§ Input data:
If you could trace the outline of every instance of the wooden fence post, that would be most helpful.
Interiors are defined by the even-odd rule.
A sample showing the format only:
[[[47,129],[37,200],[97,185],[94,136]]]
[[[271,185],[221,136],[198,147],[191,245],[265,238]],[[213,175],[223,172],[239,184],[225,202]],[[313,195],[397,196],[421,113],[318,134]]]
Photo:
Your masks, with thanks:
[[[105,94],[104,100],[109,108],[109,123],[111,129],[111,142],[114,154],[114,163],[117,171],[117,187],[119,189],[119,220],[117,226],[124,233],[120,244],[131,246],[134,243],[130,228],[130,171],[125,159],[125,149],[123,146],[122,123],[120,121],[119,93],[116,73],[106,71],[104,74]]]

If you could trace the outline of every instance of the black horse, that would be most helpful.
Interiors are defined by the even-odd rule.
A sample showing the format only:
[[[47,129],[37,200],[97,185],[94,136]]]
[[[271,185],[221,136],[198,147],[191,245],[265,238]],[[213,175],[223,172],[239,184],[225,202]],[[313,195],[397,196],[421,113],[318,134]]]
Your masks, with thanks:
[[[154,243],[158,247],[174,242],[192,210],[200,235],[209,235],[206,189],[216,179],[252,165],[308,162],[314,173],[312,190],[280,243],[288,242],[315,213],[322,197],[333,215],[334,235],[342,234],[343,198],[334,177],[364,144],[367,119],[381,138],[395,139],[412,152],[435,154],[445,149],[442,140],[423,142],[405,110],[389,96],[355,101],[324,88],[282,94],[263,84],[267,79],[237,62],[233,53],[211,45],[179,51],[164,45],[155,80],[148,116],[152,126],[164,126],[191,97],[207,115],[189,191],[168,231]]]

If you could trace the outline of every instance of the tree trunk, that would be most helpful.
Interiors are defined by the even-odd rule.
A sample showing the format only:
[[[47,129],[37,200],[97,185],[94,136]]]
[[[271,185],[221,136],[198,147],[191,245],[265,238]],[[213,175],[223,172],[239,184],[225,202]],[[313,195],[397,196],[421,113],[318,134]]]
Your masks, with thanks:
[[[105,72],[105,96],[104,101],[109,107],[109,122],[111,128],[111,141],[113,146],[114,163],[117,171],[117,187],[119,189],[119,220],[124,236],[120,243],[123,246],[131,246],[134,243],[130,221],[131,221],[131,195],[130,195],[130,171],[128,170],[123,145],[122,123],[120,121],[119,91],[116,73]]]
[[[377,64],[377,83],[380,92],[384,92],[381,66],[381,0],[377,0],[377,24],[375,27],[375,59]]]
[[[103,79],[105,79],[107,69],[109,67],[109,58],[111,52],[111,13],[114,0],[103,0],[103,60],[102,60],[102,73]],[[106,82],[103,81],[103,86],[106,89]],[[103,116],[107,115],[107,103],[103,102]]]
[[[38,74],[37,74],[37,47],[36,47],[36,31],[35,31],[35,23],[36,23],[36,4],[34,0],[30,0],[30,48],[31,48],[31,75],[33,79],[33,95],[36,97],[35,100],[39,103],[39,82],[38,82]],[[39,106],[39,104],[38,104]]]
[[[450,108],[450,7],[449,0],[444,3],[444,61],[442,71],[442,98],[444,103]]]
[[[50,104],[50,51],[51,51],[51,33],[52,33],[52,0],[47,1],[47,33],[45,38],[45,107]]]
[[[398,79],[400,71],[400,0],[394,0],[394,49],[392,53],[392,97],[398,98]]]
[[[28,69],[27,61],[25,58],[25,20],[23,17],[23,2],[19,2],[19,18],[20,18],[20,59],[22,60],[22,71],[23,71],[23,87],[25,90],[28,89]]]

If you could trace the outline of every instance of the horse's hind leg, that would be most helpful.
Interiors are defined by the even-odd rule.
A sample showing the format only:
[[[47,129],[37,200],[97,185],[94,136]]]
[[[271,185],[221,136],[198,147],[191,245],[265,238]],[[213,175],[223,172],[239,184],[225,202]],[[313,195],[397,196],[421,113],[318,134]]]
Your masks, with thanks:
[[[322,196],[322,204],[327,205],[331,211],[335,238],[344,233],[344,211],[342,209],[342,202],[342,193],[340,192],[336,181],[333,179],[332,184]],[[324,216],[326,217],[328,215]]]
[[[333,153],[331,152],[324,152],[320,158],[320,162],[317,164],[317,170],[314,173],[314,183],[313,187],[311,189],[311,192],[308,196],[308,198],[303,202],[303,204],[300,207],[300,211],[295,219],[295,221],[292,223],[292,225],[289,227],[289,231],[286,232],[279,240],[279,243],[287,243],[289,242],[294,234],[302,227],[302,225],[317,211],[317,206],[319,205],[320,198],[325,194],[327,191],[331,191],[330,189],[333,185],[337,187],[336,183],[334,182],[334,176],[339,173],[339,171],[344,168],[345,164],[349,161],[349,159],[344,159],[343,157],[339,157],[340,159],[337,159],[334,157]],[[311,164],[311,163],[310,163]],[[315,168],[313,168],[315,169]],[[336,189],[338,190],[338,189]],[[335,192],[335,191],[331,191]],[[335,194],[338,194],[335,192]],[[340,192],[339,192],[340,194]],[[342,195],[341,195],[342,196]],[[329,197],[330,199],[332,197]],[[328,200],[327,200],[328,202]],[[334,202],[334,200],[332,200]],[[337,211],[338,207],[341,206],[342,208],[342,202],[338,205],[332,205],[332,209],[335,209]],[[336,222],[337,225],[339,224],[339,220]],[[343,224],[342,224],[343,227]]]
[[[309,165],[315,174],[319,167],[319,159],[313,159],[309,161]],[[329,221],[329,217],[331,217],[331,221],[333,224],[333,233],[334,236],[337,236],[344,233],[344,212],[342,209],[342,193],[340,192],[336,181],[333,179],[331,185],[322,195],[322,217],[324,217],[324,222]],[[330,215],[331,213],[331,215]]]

§ Task goal:
Quote the listing in full, please, keeping every line exact.

§ Written reply:
If you could trace the outline of every instance of the wooden fence post, that would be most helpful.
Interiors are defined by the even-odd rule.
A sample showing the format only:
[[[47,129],[37,200],[97,185],[94,136]]]
[[[271,185],[221,136],[198,147],[191,245],[265,238]],[[213,175],[223,172],[239,184],[225,202]],[[313,195],[397,196],[421,113],[318,134]]]
Photo:
Your masks, with thanks:
[[[105,94],[104,100],[109,108],[109,123],[111,129],[111,142],[114,154],[114,163],[117,171],[117,187],[119,189],[119,220],[117,226],[124,233],[120,244],[131,246],[134,243],[130,228],[130,171],[125,159],[125,149],[123,146],[122,123],[120,121],[119,93],[116,73],[106,71],[104,74]]]

If you could trace the outline of every instance of the black horse, that would be most helpful.
Interiors are defined by the even-odd rule.
A sample showing the format only:
[[[47,129],[37,200],[97,185],[94,136]]]
[[[271,185],[221,136],[198,147],[191,245],[265,238]],[[213,175],[223,172],[239,184],[225,202]],[[313,195],[397,196],[421,113],[318,134]]]
Your masks, with thanks:
[[[154,243],[158,247],[174,242],[192,210],[200,235],[209,235],[206,189],[216,179],[252,165],[308,162],[314,173],[312,190],[280,243],[288,242],[315,213],[322,197],[333,215],[334,235],[342,234],[343,198],[334,177],[364,144],[367,119],[381,138],[395,139],[412,152],[435,154],[445,149],[442,140],[423,142],[405,110],[389,96],[355,101],[324,88],[282,94],[263,84],[267,79],[237,62],[233,53],[211,45],[179,51],[164,45],[155,80],[148,116],[152,126],[164,126],[191,97],[207,115],[189,191],[168,231]]]

If you could trace the outline of every instance of the tree trunk, that would be most helpful.
Interiors are defined by the even-odd rule.
A sample showing the format only:
[[[47,129],[37,200],[97,185],[94,136]]]
[[[271,185],[221,136],[198,147],[191,245],[265,238]],[[213,175],[223,172],[239,184],[225,202]],[[313,195],[397,196],[421,113],[318,134]]]
Your masks, with thanks:
[[[105,72],[105,96],[104,101],[109,107],[109,122],[111,128],[111,141],[113,146],[114,163],[117,171],[117,187],[119,189],[119,220],[124,236],[120,243],[123,246],[131,246],[134,243],[130,221],[131,221],[131,195],[130,195],[130,171],[128,170],[123,145],[122,123],[120,121],[119,91],[116,73]]]
[[[377,64],[377,83],[380,92],[384,92],[381,66],[381,0],[377,0],[377,24],[375,27],[375,59]]]
[[[103,79],[105,79],[107,69],[109,67],[109,58],[111,52],[111,13],[114,0],[103,0],[103,60],[102,60],[102,73]],[[106,82],[103,81],[103,86],[106,89]],[[103,116],[107,115],[107,103],[103,102]]]
[[[38,74],[37,74],[37,47],[36,47],[36,31],[35,31],[35,23],[36,23],[36,4],[34,0],[30,0],[30,48],[31,48],[31,75],[33,79],[33,95],[36,97],[35,100],[39,103],[39,82],[38,82]],[[39,106],[39,104],[38,104]]]
[[[450,108],[450,7],[449,0],[444,3],[444,61],[442,71],[442,98],[444,103]]]
[[[50,104],[50,51],[51,51],[51,33],[52,33],[52,0],[47,1],[47,33],[45,38],[45,107]]]
[[[398,79],[400,71],[400,0],[394,0],[394,49],[392,53],[392,97],[398,98]]]
[[[28,69],[27,61],[25,58],[25,20],[23,17],[23,2],[19,2],[19,18],[20,18],[20,59],[22,60],[22,71],[23,71],[23,87],[25,90],[28,89]]]

If you could trace the outline of every instance of the horse's hind leg, that would be most helpful.
Interiors are defined by the even-odd rule.
A sample showing the format only:
[[[47,129],[37,200],[97,185],[94,136]]]
[[[271,185],[221,136],[198,147],[191,245],[265,238]],[[213,175],[223,172],[239,184],[225,202]],[[313,195],[397,196],[421,113],[318,134]]]
Your masks, with thanks:
[[[322,196],[322,204],[327,205],[331,211],[335,238],[344,233],[344,211],[342,209],[342,202],[342,193],[340,192],[336,181],[333,179],[332,184]],[[324,216],[326,217],[328,215]]]
[[[333,153],[331,152],[324,152],[320,158],[320,162],[317,164],[317,170],[314,173],[314,183],[313,187],[311,189],[311,192],[308,196],[308,198],[303,202],[303,204],[300,207],[300,211],[295,219],[295,221],[292,223],[292,225],[289,227],[289,231],[286,232],[279,240],[279,243],[287,243],[289,242],[294,234],[302,227],[302,225],[317,211],[317,206],[319,205],[320,198],[325,194],[327,191],[331,191],[330,189],[333,185],[337,187],[336,183],[334,182],[334,176],[339,173],[339,171],[344,168],[345,164],[349,161],[349,159],[344,159],[343,157],[339,157],[340,159],[337,159],[334,157]],[[311,164],[311,163],[310,163]],[[315,168],[313,168],[315,169]],[[336,189],[338,190],[338,189]],[[335,192],[335,191],[331,191]],[[335,194],[338,194],[335,192]],[[340,192],[339,192],[340,194]],[[342,195],[341,195],[342,196]],[[329,197],[330,199],[332,197]],[[328,200],[327,200],[328,202]],[[334,202],[334,200],[332,200]],[[337,211],[338,207],[341,206],[342,208],[342,202],[338,205],[332,205],[332,209],[335,209]],[[336,222],[337,225],[339,224],[339,220]],[[343,224],[342,224],[343,227]]]
[[[309,165],[315,174],[319,167],[319,159],[313,159],[309,161]],[[329,221],[329,217],[331,217],[331,221],[333,224],[333,233],[334,236],[337,236],[344,233],[344,212],[342,209],[342,193],[340,192],[336,181],[333,179],[331,185],[322,195],[322,217],[324,217],[324,222]],[[330,215],[331,213],[331,215]]]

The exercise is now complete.